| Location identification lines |
————————

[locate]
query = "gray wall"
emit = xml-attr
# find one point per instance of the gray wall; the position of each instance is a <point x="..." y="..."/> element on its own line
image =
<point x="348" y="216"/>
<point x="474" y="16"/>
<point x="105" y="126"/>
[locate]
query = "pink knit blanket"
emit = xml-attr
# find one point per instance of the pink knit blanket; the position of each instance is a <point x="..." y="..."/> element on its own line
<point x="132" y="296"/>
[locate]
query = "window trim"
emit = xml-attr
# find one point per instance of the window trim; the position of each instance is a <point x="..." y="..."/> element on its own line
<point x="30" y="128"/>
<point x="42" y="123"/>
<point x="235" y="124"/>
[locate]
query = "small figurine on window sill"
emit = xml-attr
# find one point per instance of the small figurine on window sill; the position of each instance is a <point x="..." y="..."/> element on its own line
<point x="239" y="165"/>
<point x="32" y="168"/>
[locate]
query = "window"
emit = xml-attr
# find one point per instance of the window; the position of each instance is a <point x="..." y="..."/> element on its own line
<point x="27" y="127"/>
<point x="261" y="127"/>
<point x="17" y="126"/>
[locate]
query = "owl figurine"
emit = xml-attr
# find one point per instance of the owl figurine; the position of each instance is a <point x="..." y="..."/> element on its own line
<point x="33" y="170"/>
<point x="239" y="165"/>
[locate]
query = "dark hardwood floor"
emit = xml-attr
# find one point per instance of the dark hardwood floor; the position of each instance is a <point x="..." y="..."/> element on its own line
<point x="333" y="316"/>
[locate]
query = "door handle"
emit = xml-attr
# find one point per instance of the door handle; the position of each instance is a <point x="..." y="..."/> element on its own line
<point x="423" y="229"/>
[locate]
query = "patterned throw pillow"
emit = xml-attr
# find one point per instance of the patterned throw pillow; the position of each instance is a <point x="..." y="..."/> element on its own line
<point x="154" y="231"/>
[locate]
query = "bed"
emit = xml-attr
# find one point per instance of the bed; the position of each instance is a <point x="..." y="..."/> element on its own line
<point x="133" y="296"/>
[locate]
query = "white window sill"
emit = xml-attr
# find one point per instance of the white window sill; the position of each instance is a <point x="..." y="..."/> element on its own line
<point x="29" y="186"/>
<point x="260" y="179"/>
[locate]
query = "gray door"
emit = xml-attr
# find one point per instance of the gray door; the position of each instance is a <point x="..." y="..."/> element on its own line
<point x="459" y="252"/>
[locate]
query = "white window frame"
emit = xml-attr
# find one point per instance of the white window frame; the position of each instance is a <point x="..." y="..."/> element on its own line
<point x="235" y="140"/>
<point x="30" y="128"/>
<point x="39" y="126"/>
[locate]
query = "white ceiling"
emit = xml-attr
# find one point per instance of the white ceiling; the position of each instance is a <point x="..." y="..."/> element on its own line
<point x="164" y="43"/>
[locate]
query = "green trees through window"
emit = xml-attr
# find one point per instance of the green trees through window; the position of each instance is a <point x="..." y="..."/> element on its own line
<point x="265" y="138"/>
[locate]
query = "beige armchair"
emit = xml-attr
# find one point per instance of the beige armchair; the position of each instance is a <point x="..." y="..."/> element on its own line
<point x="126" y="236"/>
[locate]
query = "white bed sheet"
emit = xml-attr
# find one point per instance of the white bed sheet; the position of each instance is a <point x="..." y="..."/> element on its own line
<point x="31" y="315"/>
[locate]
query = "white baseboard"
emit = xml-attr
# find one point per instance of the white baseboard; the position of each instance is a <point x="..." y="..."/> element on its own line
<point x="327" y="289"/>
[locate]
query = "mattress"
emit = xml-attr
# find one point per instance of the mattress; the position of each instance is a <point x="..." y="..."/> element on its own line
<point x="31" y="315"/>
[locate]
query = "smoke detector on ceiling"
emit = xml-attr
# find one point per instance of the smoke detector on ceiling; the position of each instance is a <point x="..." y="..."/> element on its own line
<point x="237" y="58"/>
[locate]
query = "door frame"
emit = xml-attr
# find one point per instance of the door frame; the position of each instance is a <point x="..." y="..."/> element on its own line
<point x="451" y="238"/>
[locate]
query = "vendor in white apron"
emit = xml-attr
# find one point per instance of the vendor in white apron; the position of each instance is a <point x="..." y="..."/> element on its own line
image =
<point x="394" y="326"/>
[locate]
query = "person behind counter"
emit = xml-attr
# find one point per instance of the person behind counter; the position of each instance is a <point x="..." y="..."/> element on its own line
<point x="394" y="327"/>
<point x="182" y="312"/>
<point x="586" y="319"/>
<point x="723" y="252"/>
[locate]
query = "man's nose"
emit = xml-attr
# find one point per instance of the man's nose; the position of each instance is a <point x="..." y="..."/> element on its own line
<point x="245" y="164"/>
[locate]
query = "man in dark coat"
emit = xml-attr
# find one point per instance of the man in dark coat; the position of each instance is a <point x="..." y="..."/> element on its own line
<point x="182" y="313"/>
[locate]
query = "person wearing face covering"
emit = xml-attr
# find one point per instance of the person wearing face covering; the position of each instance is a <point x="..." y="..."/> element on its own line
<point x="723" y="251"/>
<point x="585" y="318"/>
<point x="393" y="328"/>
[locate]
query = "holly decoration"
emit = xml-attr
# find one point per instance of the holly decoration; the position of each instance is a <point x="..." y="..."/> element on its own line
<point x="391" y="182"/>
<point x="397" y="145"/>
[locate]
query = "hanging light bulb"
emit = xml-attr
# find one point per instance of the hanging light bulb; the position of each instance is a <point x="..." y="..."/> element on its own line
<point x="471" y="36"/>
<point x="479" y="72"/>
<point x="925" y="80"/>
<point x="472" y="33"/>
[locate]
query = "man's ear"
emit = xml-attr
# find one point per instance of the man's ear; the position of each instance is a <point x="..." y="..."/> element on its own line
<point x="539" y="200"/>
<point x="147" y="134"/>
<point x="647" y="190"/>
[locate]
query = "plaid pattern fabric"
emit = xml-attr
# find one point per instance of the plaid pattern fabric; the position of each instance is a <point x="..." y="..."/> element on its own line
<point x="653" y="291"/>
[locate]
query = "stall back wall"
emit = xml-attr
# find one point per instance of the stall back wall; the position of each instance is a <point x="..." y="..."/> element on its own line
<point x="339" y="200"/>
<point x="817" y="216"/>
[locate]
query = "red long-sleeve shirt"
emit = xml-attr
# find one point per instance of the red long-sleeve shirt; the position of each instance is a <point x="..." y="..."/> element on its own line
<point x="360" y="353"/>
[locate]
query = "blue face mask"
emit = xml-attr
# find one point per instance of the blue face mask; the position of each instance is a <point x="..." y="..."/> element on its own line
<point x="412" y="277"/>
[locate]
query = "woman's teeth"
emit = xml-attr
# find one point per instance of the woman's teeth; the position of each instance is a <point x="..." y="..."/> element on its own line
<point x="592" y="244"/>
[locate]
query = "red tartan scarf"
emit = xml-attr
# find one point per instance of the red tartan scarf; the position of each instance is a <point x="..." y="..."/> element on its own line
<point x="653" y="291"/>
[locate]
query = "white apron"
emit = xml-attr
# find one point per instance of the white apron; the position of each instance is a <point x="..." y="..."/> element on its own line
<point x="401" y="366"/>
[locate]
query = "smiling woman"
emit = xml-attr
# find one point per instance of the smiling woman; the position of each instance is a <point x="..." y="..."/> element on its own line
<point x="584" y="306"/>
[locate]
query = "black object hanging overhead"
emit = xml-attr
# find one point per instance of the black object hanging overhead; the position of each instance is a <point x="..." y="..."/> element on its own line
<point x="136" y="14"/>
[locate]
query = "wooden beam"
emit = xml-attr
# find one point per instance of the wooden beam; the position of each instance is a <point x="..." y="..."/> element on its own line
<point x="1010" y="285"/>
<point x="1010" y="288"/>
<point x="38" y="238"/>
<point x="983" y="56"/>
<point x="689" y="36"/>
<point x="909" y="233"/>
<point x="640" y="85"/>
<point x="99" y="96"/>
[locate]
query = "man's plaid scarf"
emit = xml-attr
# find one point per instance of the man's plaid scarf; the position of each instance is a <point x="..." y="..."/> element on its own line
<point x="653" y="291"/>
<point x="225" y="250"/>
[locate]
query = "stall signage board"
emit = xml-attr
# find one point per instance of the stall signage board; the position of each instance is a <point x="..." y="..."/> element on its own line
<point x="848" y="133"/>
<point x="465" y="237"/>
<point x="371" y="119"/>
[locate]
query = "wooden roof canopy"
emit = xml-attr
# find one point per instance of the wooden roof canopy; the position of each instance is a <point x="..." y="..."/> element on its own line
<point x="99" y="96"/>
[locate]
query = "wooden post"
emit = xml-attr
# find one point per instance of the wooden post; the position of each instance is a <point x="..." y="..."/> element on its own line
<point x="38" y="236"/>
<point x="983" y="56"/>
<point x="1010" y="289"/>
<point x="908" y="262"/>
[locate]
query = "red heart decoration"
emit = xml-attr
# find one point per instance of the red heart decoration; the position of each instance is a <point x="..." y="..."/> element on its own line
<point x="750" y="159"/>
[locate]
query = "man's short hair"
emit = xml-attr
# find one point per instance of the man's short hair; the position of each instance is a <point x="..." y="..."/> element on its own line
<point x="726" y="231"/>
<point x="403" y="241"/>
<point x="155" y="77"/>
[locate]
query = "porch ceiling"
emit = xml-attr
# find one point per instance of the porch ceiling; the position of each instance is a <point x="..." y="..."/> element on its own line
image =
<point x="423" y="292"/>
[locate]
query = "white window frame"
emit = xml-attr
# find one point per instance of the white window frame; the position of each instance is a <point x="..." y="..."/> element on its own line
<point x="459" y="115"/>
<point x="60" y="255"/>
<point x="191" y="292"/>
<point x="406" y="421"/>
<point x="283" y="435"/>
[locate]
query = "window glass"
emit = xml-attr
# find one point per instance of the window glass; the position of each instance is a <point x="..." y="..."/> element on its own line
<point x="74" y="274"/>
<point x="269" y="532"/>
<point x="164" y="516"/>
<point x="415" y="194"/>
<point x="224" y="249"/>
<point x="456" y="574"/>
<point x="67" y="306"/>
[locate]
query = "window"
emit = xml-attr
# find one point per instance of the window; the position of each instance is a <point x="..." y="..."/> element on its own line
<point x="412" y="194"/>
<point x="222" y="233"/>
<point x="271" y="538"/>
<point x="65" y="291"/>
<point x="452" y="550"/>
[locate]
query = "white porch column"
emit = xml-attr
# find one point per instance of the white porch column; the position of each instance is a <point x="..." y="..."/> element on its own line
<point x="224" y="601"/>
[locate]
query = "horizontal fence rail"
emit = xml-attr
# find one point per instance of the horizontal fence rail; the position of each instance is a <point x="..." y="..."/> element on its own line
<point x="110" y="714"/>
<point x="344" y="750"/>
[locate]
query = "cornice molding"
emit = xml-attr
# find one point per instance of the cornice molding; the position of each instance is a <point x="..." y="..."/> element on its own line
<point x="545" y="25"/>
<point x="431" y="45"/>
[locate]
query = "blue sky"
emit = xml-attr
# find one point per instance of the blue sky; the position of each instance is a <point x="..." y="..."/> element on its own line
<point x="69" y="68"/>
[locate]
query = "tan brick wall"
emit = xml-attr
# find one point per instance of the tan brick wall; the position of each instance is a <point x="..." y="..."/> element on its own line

————————

| YOUR GOAL |
Collect every line above that contains the word "baseboard", matching case exactly.

| PROBLEM SOLUTION |
query = "white baseboard"
# find one point per instance of the white baseboard; the position of each instance is a <point x="..." y="..."/> element on its own line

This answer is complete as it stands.